#### What to do:
Retype the following records exactly and exclude the pictures.

[Material shown — start]

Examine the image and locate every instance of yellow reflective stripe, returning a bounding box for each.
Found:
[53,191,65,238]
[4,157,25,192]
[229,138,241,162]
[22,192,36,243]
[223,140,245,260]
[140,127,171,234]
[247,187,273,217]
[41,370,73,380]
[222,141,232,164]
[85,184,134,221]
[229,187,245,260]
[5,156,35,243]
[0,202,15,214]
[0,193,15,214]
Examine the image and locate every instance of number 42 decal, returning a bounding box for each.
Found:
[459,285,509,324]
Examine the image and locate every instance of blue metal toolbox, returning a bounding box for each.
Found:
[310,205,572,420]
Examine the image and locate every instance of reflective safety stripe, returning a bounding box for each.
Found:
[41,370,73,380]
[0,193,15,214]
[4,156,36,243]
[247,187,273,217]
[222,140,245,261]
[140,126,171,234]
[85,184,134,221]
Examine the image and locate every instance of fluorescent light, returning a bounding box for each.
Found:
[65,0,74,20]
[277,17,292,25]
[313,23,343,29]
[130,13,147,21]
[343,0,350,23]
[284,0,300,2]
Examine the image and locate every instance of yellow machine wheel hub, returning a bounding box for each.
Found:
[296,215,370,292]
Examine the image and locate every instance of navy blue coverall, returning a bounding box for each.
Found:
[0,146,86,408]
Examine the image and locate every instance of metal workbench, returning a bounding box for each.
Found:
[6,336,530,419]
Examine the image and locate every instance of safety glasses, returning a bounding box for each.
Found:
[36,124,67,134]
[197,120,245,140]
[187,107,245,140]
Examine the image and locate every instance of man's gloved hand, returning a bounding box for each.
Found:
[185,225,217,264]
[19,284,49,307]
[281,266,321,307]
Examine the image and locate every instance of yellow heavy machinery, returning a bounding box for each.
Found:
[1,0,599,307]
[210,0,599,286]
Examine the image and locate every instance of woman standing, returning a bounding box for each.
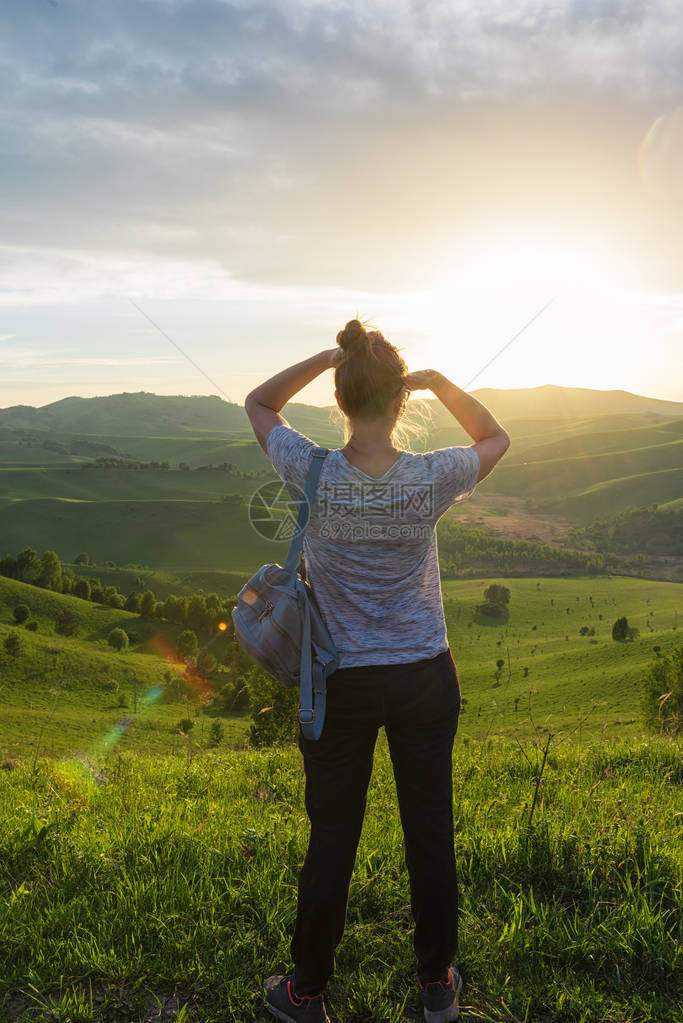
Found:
[244,320,510,1023]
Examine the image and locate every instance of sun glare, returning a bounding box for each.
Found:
[399,230,635,391]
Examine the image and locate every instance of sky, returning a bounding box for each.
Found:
[1,0,683,409]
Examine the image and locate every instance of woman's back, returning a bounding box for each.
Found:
[268,423,480,668]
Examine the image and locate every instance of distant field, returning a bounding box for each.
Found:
[0,499,283,571]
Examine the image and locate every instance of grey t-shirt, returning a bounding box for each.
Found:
[267,424,480,668]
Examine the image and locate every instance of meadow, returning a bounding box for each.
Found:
[1,573,680,761]
[0,739,679,1022]
[1,388,681,1021]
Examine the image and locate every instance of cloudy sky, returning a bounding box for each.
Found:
[2,0,682,408]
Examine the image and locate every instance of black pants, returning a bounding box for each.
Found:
[291,647,462,996]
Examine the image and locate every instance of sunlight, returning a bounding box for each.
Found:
[397,230,636,391]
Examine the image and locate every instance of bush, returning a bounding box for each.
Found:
[246,668,299,746]
[177,630,199,659]
[612,616,637,642]
[117,693,129,708]
[642,645,682,736]
[3,632,23,658]
[209,720,224,747]
[484,584,510,606]
[13,604,30,624]
[196,650,217,679]
[108,627,129,652]
[55,609,79,637]
[25,620,38,632]
[177,717,194,734]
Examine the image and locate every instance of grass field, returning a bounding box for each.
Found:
[0,739,679,1022]
[1,574,680,763]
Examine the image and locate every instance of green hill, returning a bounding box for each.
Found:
[1,574,680,761]
[0,576,249,760]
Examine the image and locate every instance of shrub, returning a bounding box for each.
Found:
[13,604,30,624]
[3,632,23,657]
[612,616,637,641]
[55,609,79,637]
[196,650,217,679]
[642,645,682,736]
[246,668,299,746]
[25,620,38,632]
[177,717,194,734]
[117,693,129,708]
[177,630,199,659]
[209,720,224,747]
[484,584,510,606]
[108,628,129,652]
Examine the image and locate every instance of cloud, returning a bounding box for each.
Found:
[2,1,683,295]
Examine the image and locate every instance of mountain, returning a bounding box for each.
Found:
[1,385,680,439]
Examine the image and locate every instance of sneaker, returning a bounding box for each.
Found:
[418,965,463,1023]
[263,974,330,1023]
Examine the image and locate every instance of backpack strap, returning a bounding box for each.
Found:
[296,587,327,741]
[284,446,328,574]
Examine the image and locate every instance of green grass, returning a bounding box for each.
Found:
[0,739,679,1021]
[443,576,682,742]
[0,466,269,502]
[0,576,250,760]
[0,500,284,572]
[1,572,680,768]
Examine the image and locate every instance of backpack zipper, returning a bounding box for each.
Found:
[257,598,274,621]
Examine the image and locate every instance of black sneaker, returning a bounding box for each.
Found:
[418,965,463,1023]
[263,974,330,1023]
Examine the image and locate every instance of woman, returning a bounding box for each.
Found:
[244,320,510,1023]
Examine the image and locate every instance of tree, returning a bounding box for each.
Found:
[177,630,199,659]
[73,578,92,601]
[140,590,156,619]
[74,553,91,565]
[13,604,30,624]
[16,546,37,583]
[125,592,141,613]
[37,550,63,592]
[3,632,22,657]
[612,616,635,642]
[642,645,682,735]
[55,609,78,637]
[187,594,210,635]
[107,627,129,652]
[484,584,511,606]
[109,593,125,609]
[196,650,217,679]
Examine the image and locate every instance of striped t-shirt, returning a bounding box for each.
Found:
[267,424,480,668]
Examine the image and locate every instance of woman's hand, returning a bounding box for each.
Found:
[404,369,439,391]
[322,347,343,369]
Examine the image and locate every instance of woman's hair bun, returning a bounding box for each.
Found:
[336,319,372,356]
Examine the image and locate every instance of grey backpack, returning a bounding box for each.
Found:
[231,447,339,740]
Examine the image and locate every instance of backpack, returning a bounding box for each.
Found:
[231,447,339,740]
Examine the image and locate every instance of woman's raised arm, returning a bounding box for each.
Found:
[405,369,510,482]
[245,349,339,452]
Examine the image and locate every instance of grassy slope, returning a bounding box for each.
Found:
[0,741,680,1022]
[0,499,284,571]
[443,576,681,741]
[0,577,249,760]
[1,574,680,761]
[0,466,269,502]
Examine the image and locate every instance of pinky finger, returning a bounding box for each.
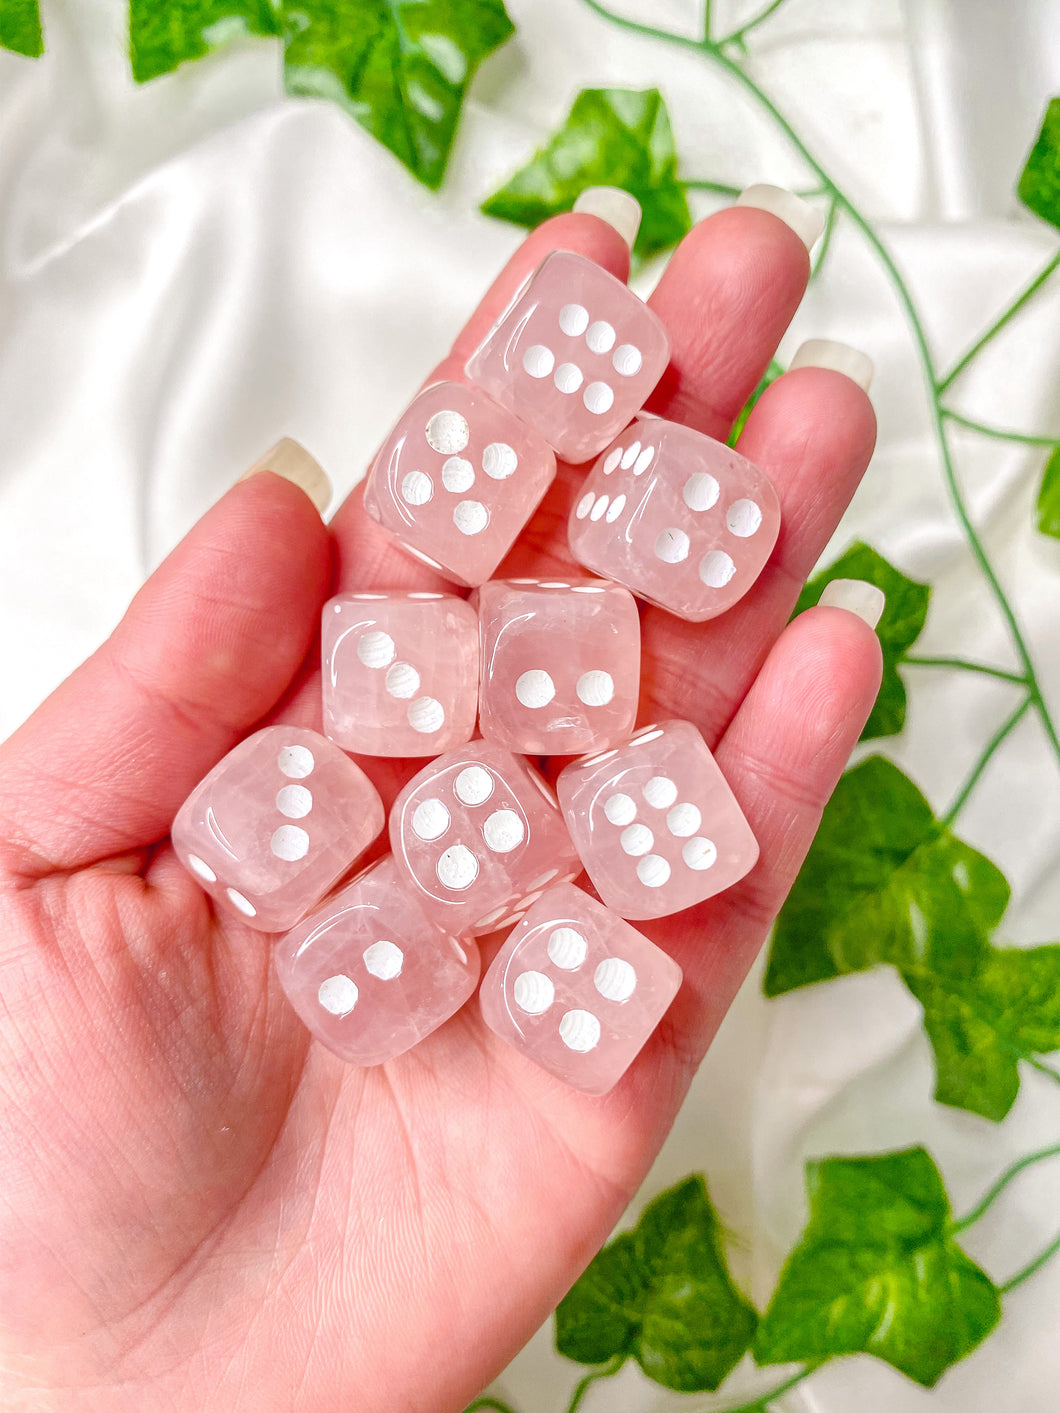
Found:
[652,598,883,1071]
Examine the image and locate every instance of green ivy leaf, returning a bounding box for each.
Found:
[1037,446,1060,538]
[793,542,930,740]
[284,0,514,190]
[1018,98,1060,229]
[903,942,1060,1121]
[765,757,1010,997]
[481,88,692,261]
[729,359,784,447]
[0,0,43,57]
[555,1176,757,1392]
[129,0,281,82]
[754,1148,1001,1386]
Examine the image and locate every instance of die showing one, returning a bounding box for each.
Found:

[Material shown — finish]

#### Finished exercise:
Examine the image and locate every instance of yellow reflective stripe, returning a bounding box for each.
Found:
[53,191,65,238]
[4,157,25,192]
[229,138,241,162]
[22,192,36,243]
[223,140,245,260]
[140,127,171,234]
[247,187,273,217]
[41,370,73,380]
[222,141,232,164]
[85,184,134,221]
[229,187,245,260]
[5,156,35,243]
[0,202,15,214]
[0,193,15,214]
Examine the image and locate every instance of number 42 decal, returning a bounding box for each.
Found:
[459,285,509,324]
Examine the image and locate every instance of blue metal toolbox, returning a bounding box for each.
Found:
[310,205,572,420]
Examine the image and locate every instance of reflective safety stripe, returning a bounding box for each.
Found:
[41,370,73,380]
[0,193,15,214]
[4,156,36,243]
[247,187,273,217]
[222,140,245,261]
[140,126,171,234]
[85,184,134,221]
Examine the image and locate every instance of fluorescent light, returning a bounding box for each.
Found:
[65,0,74,20]
[277,17,292,25]
[313,23,343,29]
[130,13,147,21]
[343,0,350,23]
[284,0,300,2]
Examine the image and locate every instance of yellow machine wheel hub, returning a bounding box for each.
Found:
[296,215,370,292]
Examine the image and locate every instance of navy blue coverall, returning a bounding box for each.
Found:
[0,146,86,408]
Examine the image and locate every instance of metal workbench, returning a bounding box for each.
Found:
[6,336,530,419]
Examine the image and locate every instance of safety glasses, returning a bounding box for each.
Found:
[36,124,67,134]
[197,120,245,140]
[187,107,245,140]
Examine the image and locate every instance of man's gloved hand, returning a bounding box for each.
Found:
[185,225,217,264]
[19,284,49,307]
[281,266,321,307]
Examine the image and locate every instance of yellow heavy machinery, returning a bounding box for each.
Found:
[1,0,599,307]
[210,0,599,286]
Examine the image and locate every instance of woman standing, returning a bounding box for each.
Found:
[244,320,510,1023]
Examine the image and locate every instance of sun glare, returning a bounding box for each.
Found:
[399,230,635,391]
Examine the image and locate every instance of sky, returning a bounding box for each.
Found:
[1,0,683,409]
Examine the image and locate every instance of woman's back, returning a bounding box for each.
Found:
[268,423,480,668]
Examine the image and locate every instance of distant field, returning a bounding box for each.
Found:
[0,499,283,571]
Examine the image and locate every instance of grey t-shirt, returning a bounding box for each.
Found:
[267,424,480,668]
Examine the image and locate every instance of meadow, returning a bounding box for each.
Found:
[1,573,680,761]
[0,739,679,1022]
[1,388,681,1021]
Examine the image and locate every instance of cloudy sky, returning a bounding box for each.
Found:
[2,0,682,408]
Examine the image and locate every instance of black pants, returning a bounding box for each.
Found:
[291,647,462,996]
Examine the image and locate every instance of sunlight, returning a bounding box for each.
Found:
[397,230,636,391]
Examine the image and locate every instance of bush, returning a bounding box for each.
Found:
[246,668,299,746]
[177,630,199,659]
[612,616,637,642]
[117,693,129,708]
[642,645,682,736]
[3,632,23,658]
[209,720,224,747]
[484,584,510,606]
[13,604,30,624]
[196,650,217,679]
[108,627,129,652]
[55,609,79,637]
[25,620,38,632]
[177,717,194,734]
Examine the image and locate every instance of grass field, returning a bounding box for each.
Found:
[0,739,679,1022]
[1,574,680,763]
Examine the image and locate every instance of green hill, returning a bounding box for each.
Found:
[1,574,680,761]
[0,576,249,760]
Examine the image and locate every instance of shrub, returning a bounding box for each.
Found:
[13,604,30,624]
[3,632,23,657]
[612,616,637,641]
[55,609,79,637]
[196,650,217,679]
[642,645,682,736]
[246,668,299,746]
[25,620,38,632]
[177,717,194,734]
[117,693,129,708]
[177,630,199,659]
[209,720,224,747]
[484,584,510,606]
[108,628,129,652]
Examine the image and locate every instance of cloud, returning a bounding box for each.
Found:
[2,1,683,295]
Examine the image and locate every instance of mountain, returning a bounding box for each.
Found:
[1,385,680,439]
Examine the image and locate every instance of sneaker, returning a bounding box for each.
Found:
[418,965,463,1023]
[263,974,330,1023]
Examine the image and locate every instance of backpack strap, returning a bounding box for each.
Found:
[296,587,327,741]
[284,446,328,574]
Examine the image and locate every instance of green grass, returning a bounding box for each.
Found:
[0,739,679,1021]
[443,576,682,742]
[0,466,269,502]
[0,576,250,760]
[0,500,284,572]
[1,572,680,768]
Examine the image and locate every instance of backpack zipper, returning a bounding box for each.
Found:
[257,598,274,621]
Examine the image and locate every instance of black sneaker, returning a bounding box for each.
Found:
[418,965,463,1023]
[263,974,330,1023]
Examine the image and locate every instance of woman, returning a bounding box for each.
Found:
[244,320,510,1023]
Examine the image and locate every instance of tree, returning a bounding box for each.
Found:
[177,630,199,659]
[73,578,92,601]
[140,590,156,619]
[74,553,91,565]
[13,604,30,624]
[16,546,37,583]
[125,592,141,613]
[37,550,63,592]
[3,632,22,657]
[612,616,635,642]
[642,645,682,735]
[55,609,78,637]
[187,594,210,635]
[107,627,129,652]
[484,584,511,606]
[109,593,125,609]
[196,650,217,679]
Examine the image and locate every instance of striped t-shirt, returning a bounding box for each.
Found:
[267,424,480,668]
Examine the image and locate every instance of woman's hand, returning a bounding box for each.
Found:
[404,369,439,391]
[322,347,343,369]
Examine the image and locate every instance of woman's hair bun, returning a bounding box for each.
Found:
[336,319,372,356]
Examine the image and locate every instance of grey backpack, returning a bounding box for each.
Found:
[231,447,339,740]
Examine the image and locate every instance of backpack, returning a bounding box for each.
Found:
[231,447,339,740]
Examine the image and locate every instance of woman's raised arm, returning a bounding box for each.
Found:
[405,369,510,482]
[245,349,339,452]
Examine the image and locate every instance of grassy slope, returning a bounding box for each.
Found:
[0,741,680,1022]
[0,499,284,571]
[443,576,681,741]
[0,577,249,760]
[1,574,680,761]
[0,466,269,502]
Examine the image and locate every instance of pinky finger, returning a bounding box for each.
Found:
[652,598,883,1071]
Examine the image and locate every instance of green ivy leaf, returning a bounding box for each.
Found:
[1037,446,1060,538]
[793,542,930,740]
[284,0,514,190]
[1018,98,1060,229]
[903,942,1060,1121]
[765,757,1010,997]
[481,88,692,261]
[729,359,784,447]
[0,0,43,57]
[555,1176,757,1392]
[129,0,281,82]
[754,1148,1001,1386]
Examine the image and locate every instance of die showing one, returning a bounding box for each.
Found:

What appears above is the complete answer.